## Data supplied
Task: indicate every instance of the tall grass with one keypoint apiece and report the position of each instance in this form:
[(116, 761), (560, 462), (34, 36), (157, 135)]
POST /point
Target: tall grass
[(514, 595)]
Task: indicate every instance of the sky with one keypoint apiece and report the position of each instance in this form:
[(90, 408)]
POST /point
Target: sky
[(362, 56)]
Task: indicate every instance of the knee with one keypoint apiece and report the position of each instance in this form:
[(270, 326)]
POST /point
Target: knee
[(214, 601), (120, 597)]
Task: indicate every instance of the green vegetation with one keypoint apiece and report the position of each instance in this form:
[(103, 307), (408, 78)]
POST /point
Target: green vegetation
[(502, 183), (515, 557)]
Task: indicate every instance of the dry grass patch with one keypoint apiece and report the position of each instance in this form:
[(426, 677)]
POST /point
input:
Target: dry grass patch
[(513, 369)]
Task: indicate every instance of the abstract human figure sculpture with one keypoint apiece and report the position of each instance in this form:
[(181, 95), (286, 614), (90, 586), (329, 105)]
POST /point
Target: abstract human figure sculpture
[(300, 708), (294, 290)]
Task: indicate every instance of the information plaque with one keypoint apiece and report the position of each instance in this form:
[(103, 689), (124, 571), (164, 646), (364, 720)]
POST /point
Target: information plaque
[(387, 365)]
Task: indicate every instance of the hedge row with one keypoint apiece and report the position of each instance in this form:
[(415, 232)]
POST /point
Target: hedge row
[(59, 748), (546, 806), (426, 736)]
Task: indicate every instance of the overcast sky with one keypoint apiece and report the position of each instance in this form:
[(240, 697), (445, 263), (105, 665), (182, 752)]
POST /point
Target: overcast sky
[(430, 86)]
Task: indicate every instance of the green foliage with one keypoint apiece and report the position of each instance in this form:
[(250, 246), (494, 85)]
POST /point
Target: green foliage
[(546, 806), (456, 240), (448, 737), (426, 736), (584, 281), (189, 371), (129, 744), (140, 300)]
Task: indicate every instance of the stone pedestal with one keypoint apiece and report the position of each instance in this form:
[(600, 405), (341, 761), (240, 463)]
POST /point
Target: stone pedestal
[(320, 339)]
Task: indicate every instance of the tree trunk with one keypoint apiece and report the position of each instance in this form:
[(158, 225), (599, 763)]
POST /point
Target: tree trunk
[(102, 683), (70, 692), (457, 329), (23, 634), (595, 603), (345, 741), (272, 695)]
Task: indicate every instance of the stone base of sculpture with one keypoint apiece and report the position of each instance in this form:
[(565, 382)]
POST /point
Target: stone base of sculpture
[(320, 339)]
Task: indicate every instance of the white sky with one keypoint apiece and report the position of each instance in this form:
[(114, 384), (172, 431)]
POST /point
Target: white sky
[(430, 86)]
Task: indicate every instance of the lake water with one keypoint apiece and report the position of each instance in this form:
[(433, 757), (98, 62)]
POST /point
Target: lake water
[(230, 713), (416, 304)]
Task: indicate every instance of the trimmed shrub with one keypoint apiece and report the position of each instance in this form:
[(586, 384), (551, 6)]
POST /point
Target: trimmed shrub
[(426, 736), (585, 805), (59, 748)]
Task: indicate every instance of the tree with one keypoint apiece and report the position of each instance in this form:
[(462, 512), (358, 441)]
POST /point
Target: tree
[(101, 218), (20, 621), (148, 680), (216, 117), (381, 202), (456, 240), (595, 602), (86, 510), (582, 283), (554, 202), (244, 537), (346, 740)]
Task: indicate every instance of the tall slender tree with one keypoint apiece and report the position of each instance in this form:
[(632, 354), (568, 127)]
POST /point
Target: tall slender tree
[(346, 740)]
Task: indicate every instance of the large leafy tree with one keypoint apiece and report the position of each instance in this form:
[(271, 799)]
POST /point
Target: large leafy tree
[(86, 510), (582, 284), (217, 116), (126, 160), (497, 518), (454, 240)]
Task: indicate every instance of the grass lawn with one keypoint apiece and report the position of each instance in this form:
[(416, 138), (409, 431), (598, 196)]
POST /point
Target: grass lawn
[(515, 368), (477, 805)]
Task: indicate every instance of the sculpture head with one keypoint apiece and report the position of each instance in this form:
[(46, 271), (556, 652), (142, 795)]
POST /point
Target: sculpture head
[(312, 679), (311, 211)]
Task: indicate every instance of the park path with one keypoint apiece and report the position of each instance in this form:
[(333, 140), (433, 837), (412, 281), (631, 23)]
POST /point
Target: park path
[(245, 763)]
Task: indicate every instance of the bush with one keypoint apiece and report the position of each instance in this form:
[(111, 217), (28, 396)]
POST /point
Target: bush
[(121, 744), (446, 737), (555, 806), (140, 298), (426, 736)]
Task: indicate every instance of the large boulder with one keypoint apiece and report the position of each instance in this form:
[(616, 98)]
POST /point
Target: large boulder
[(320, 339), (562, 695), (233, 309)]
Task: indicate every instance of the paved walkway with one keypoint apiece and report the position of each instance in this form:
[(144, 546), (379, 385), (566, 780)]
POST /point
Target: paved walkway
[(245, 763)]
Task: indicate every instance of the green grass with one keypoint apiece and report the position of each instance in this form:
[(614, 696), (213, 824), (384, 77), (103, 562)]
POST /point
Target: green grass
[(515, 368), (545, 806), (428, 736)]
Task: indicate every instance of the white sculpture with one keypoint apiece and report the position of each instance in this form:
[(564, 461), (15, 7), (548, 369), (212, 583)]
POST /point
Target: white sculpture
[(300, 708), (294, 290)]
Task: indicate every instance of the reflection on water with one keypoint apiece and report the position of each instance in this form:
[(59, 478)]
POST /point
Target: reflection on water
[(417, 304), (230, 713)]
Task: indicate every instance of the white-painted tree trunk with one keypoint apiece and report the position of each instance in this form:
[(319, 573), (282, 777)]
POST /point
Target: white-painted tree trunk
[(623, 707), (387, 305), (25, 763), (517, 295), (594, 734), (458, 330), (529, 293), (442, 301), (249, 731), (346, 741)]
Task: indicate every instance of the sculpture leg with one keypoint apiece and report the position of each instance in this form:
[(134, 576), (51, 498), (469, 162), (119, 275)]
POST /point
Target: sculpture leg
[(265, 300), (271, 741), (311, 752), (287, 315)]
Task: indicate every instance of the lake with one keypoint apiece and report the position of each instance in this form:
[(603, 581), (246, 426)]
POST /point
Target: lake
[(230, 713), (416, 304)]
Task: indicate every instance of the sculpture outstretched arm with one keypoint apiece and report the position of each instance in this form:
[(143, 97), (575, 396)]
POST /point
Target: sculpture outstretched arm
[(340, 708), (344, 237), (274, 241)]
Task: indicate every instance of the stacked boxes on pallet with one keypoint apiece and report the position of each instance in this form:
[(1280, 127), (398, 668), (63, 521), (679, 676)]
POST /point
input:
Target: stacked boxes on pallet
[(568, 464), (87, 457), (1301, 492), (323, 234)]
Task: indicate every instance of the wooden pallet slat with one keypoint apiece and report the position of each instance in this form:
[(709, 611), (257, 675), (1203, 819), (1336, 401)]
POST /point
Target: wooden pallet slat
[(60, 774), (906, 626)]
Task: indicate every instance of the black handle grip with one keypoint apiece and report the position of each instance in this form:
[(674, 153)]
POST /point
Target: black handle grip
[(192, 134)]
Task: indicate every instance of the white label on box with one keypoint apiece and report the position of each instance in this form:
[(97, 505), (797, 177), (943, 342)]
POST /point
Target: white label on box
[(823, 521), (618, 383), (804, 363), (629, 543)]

## Direction
Copy the items above without any changes, starting with the line that contains "Task: indicate every instance of the knee" and ending with the line that contains "741), (272, 695)]", and include both of those lines.

## Solution to this problem
Task: indicate every instance of the knee with one keypoint apiece and report the position of each instance in this form:
[(270, 326)]
POST /point
Target: knee
[(214, 601), (120, 597)]
Task: indicate every instance of the green vegetation with one keypoint apiece and report the position of each instance in this form:
[(103, 307), (408, 78)]
POST /point
Target: green vegetation
[(502, 183), (515, 557)]
Task: indicate every instance of the dry grass patch with one keypoint apiece and report the position of each instance in this form:
[(426, 677)]
POST /point
input:
Target: dry grass patch
[(513, 369)]
Task: indicate every instance of the abstract human figure sculpture with one keypoint apiece and report the position of each instance in this form:
[(181, 95), (286, 614), (90, 586), (329, 105)]
POST /point
Target: abstract human figure sculpture
[(300, 708), (294, 290)]
Task: indicate every instance of the information plaque with one keypoint apiece and report the position of each instance in this form:
[(103, 689), (124, 571), (164, 646), (364, 720)]
POST /point
Target: information plaque
[(387, 365)]
Task: indicate every instance of the hedge row with one keypoint apiece and report the position of each instance in this form:
[(415, 232)]
POST /point
Target: hedge row
[(59, 748), (546, 806), (426, 736)]
Task: indicate every instance of the overcast sky with one keypoint apiece and report the position of each instance in this form:
[(240, 697), (445, 263), (105, 665), (182, 752)]
POST /point
Target: overcast sky
[(430, 86)]
Task: indicate every instance of the green foliage with one keypoint apiece and report the position of each instance in this form:
[(250, 246), (494, 85)]
POST /point
Target: green foliage
[(546, 806), (456, 240), (448, 737), (426, 736), (584, 281), (189, 371), (129, 744), (140, 300)]
Task: indicate every instance of the stone pedestal with one keypoint apiece and report the position of each instance in this form:
[(600, 405), (341, 761), (240, 463)]
POST /point
Target: stone pedestal
[(320, 339)]
Task: indicate every instance of the tree trunk with one keypoint apiece and report the position of each instance in this form:
[(158, 225), (599, 763)]
POST /point
Target: tree trunk
[(102, 683), (70, 692), (457, 329), (23, 634), (595, 603), (345, 741), (272, 695)]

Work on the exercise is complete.